Let's say you had a certificate for CN=example.org, issued by DigiCert ECC
Secure Server CA, the certificate of which is itself is issued by DigiCert
Global Root CA

Most clients have that CA in their chain, so you can send the example.org
cert, and the DigiCert ECC Secure Server CA cert, and have very good
compatibility. DigiCert Global Root CA was created November 2006, and maybe
your client has a CA bundle from before then, or anyway doesn't have that CA.
Not to worry, DigiCert has a cross signed copy of DigiCert GLobal Root CA,
issued by Baltimore CyberTrust Root. Baltimore CyberTrust Root was created in
May 2000, and most people like them.

So, to support that small fraction of users which have Baltimore CyberTrust
Root and not Digicert Global Root CA, you can send

CN=example.org, the normal DigiCert ECC Secure Server CA, and the cross signed
Digicert Global Root CA, issued by Baltimore CyberTrust Root.

__EXERCISE REQUIREMENTS__.
Resume the passage on sending a cross-signed root in a certificate chain, picking up after its final sentence.

[Items from a data source]
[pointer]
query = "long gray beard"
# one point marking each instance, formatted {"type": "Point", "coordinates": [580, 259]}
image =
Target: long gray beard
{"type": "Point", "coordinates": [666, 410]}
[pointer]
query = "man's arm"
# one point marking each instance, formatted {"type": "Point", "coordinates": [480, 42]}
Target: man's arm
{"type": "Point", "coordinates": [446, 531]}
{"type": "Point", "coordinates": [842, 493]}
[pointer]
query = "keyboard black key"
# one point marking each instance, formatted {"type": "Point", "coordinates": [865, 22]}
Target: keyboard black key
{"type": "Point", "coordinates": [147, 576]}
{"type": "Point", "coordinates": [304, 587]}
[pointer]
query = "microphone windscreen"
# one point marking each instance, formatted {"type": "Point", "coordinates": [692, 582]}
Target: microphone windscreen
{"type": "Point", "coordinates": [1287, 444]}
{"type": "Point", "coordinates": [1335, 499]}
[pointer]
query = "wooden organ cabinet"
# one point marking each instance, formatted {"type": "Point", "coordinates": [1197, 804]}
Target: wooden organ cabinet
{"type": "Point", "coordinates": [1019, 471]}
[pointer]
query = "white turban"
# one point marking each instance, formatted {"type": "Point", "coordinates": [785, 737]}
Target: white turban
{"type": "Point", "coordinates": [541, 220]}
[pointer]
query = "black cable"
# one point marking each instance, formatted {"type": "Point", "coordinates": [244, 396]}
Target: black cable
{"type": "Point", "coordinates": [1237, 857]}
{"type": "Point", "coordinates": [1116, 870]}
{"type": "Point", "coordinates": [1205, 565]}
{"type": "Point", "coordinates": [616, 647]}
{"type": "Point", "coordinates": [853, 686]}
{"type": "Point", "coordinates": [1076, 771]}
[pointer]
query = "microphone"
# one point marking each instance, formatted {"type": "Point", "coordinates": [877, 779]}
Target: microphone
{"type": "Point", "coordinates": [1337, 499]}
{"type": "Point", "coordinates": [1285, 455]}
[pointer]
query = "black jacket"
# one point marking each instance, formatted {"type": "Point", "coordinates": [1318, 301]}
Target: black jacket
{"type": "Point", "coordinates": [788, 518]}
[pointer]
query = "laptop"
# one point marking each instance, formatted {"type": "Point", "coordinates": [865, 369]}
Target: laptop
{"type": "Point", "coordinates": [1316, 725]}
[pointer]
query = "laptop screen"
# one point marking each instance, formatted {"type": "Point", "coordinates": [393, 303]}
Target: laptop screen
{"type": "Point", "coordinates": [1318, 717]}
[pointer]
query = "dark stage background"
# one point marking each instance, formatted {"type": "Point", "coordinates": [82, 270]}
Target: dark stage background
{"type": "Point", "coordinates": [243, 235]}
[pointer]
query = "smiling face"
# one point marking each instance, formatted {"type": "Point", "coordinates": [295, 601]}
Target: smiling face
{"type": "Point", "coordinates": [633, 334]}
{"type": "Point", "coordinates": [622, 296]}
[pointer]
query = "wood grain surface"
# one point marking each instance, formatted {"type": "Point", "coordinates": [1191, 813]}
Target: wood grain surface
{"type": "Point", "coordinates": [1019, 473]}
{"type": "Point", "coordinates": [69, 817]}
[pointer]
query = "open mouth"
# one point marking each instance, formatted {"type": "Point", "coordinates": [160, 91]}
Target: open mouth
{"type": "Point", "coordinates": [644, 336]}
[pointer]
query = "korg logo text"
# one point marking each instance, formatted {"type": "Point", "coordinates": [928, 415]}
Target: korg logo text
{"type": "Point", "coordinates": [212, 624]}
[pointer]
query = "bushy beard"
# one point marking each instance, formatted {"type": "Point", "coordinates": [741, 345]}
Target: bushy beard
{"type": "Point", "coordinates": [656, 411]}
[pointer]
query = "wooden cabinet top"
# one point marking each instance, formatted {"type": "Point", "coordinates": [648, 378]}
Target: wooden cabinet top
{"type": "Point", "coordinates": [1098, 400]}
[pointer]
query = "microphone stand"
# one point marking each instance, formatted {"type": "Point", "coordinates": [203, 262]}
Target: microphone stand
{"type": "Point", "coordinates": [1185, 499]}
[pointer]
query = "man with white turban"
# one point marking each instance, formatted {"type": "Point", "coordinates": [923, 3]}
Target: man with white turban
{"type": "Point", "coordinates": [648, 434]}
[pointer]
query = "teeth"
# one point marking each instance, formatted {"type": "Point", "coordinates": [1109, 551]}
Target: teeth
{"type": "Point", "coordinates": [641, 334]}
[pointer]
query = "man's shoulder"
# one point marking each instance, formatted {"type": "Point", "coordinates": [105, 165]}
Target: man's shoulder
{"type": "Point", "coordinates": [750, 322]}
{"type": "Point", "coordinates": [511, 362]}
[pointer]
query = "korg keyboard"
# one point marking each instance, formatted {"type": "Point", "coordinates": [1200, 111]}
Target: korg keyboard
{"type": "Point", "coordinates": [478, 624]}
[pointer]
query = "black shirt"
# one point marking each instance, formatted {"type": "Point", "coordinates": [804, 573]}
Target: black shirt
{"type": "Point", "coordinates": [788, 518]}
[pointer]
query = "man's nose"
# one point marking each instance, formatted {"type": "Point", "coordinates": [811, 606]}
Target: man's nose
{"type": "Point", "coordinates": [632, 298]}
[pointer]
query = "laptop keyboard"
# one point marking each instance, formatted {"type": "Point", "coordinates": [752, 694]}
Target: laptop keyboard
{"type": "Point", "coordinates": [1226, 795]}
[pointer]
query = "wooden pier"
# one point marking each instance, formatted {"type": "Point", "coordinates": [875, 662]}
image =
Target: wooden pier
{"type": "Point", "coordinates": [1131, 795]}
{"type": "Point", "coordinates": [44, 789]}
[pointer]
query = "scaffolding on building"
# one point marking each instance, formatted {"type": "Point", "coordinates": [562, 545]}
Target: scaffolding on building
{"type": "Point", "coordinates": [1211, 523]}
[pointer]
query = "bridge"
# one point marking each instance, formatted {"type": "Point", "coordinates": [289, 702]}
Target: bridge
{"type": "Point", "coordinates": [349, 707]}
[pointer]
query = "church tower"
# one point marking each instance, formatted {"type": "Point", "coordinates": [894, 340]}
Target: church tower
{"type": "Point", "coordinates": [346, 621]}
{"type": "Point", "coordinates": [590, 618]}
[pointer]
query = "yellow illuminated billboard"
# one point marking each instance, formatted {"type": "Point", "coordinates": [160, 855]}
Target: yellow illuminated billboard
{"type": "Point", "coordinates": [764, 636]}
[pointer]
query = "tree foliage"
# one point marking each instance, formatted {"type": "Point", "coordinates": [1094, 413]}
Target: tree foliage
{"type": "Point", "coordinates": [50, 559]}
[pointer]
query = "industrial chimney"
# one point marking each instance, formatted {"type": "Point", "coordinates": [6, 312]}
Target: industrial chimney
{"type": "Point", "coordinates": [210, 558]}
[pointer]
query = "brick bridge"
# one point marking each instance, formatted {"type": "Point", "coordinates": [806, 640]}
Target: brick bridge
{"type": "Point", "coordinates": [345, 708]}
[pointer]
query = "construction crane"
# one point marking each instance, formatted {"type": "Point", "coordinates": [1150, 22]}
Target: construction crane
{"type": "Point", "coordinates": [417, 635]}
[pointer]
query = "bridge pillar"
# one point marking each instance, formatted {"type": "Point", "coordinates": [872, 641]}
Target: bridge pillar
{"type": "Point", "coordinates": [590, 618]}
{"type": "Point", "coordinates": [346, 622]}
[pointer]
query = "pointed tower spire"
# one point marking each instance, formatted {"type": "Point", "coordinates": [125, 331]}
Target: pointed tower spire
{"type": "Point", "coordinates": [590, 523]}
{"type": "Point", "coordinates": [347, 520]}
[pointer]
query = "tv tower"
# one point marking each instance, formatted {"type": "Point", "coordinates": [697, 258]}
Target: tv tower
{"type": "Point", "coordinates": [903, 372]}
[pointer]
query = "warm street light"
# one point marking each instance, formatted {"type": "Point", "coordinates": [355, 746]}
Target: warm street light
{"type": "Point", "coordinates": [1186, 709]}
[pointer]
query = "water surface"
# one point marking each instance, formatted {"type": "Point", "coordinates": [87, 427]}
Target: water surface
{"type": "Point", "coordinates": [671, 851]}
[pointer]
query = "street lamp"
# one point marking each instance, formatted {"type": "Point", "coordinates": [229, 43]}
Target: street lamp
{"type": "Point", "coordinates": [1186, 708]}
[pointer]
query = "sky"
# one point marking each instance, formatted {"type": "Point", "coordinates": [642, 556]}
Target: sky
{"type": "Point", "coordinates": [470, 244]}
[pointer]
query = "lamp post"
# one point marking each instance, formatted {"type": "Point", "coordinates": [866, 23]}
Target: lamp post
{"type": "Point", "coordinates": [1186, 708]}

__IN RESPONSE__.
Now, DigiCert happens to own the CA key for Baltimore CyberTrust Root, so they
also can issue certs from a new intermediate they generated signed by it, but
they were using their cross-signed Root as an option for compatibility with
legacy clients before they purchased the CA. Sending the three certs should
also work for well behaved clients that have the DigiCert Global Root CA, but
not Baltimore CyberTrust Root; although not all clients will properly validate
when they trust a CA in the chain, but not the last CA in the chain.

I'm not affiliated with DigiCert, I was worked for a customer, and was in
charge of selecting the CA while we supported a lot of ancient phones, each
with their own mess of CA bundles, very few of which were documented. :(

DigiCert helpfully links their cross signed certs here
[https://www.digicert.com/digicert-root-
certificates.htm#cros...](https://www.digicert.com/digicert-root-
certificates.htm#cross-signed)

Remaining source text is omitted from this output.